* **RAW DATA**:
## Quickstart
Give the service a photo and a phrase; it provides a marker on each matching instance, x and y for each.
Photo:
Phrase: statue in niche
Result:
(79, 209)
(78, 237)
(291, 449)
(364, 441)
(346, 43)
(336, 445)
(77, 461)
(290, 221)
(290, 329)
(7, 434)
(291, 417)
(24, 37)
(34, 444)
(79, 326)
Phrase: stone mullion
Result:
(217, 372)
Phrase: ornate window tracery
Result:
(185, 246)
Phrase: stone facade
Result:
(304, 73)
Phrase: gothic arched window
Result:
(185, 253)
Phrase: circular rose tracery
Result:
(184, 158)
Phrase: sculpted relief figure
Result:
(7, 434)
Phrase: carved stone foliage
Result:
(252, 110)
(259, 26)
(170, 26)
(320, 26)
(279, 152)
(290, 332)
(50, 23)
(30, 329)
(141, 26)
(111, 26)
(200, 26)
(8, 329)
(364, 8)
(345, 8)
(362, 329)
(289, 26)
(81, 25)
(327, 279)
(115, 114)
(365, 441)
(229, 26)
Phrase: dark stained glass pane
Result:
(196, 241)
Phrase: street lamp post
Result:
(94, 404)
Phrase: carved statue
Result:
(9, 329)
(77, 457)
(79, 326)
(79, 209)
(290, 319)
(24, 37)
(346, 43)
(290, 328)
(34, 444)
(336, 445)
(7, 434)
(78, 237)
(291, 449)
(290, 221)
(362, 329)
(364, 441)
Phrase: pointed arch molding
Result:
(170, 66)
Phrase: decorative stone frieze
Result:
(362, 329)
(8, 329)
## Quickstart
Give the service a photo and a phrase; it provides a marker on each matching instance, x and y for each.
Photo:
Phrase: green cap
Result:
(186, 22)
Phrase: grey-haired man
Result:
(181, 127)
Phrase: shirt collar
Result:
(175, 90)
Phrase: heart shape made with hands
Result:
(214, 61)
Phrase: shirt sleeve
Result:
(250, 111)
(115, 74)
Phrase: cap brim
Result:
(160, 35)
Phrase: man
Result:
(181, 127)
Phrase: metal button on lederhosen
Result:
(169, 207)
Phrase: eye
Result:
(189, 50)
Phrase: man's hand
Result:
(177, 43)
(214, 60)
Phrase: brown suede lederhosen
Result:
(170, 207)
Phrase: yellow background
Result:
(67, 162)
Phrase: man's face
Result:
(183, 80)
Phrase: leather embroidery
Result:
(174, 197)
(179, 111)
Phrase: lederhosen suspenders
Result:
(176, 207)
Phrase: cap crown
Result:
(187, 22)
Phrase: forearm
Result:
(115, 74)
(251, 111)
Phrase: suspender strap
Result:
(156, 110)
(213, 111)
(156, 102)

* **PROBLEM REQUIREMENTS**: Each entry must be output exactly as it was written.

* **RESULT OF THIS TASK**:
## Quickstart
Give the service a photo and a phrase; it provides a marker on each matching instance, x and y for each.
Photo:
Phrase: statue in niche
Result:
(79, 209)
(78, 237)
(291, 449)
(364, 441)
(346, 43)
(336, 445)
(77, 461)
(290, 221)
(290, 329)
(7, 434)
(291, 417)
(24, 37)
(34, 444)
(79, 326)
Phrase: stone mullion
Result:
(217, 372)
Phrase: ornate window tracery
Result:
(185, 246)
Phrase: stone facade
Result:
(304, 73)
Phrase: gothic arched window
Result:
(185, 253)
Phrase: circular rose tracery
Result:
(184, 158)
Phrase: sculpted relief figure
Result:
(7, 434)
Phrase: carved stone foliage
Result:
(252, 110)
(259, 26)
(170, 26)
(320, 26)
(279, 152)
(290, 332)
(50, 23)
(30, 329)
(141, 26)
(111, 26)
(200, 26)
(8, 329)
(364, 8)
(345, 8)
(362, 329)
(289, 26)
(81, 25)
(327, 279)
(115, 114)
(365, 441)
(229, 26)
Phrase: dark stained glass pane
Result:
(196, 241)
Phrase: street lamp post
Result:
(94, 404)
Phrase: carved statue
Result:
(9, 329)
(77, 457)
(79, 326)
(79, 209)
(290, 319)
(24, 37)
(346, 43)
(290, 328)
(34, 444)
(336, 445)
(7, 434)
(78, 237)
(291, 449)
(290, 221)
(362, 329)
(364, 441)
Phrase: pointed arch molding
Result:
(170, 66)
Phrase: decorative stone frieze
Result:
(362, 329)
(8, 329)
## Quickstart
Give the service a photo and a phrase; it provides a marker on each matching instance, x and y for each.
Photo:
Phrase: green cap
Result:
(186, 22)
Phrase: grey-haired man
Result:
(181, 127)
Phrase: shirt collar
Result:
(175, 90)
Phrase: heart shape made with hands
Result:
(214, 61)
Phrase: shirt sleeve
Result:
(250, 111)
(115, 74)
Phrase: cap brim
Result:
(160, 35)
Phrase: man
Result:
(181, 127)
Phrase: metal button on lederhosen
Result:
(169, 207)
Phrase: eye
Result:
(189, 50)
Phrase: man's hand
Result:
(177, 43)
(214, 60)
Phrase: brown suede lederhosen
Result:
(170, 207)
Phrase: yellow background
Result:
(67, 162)
Phrase: man's face
Result:
(183, 80)
Phrase: leather embroidery
Result:
(174, 197)
(179, 111)
Phrase: lederhosen suspenders
Result:
(176, 207)
Phrase: cap crown
Result:
(187, 22)
Phrase: forearm
Result:
(115, 74)
(251, 111)
Phrase: suspender strap
Result:
(156, 110)
(213, 111)
(156, 102)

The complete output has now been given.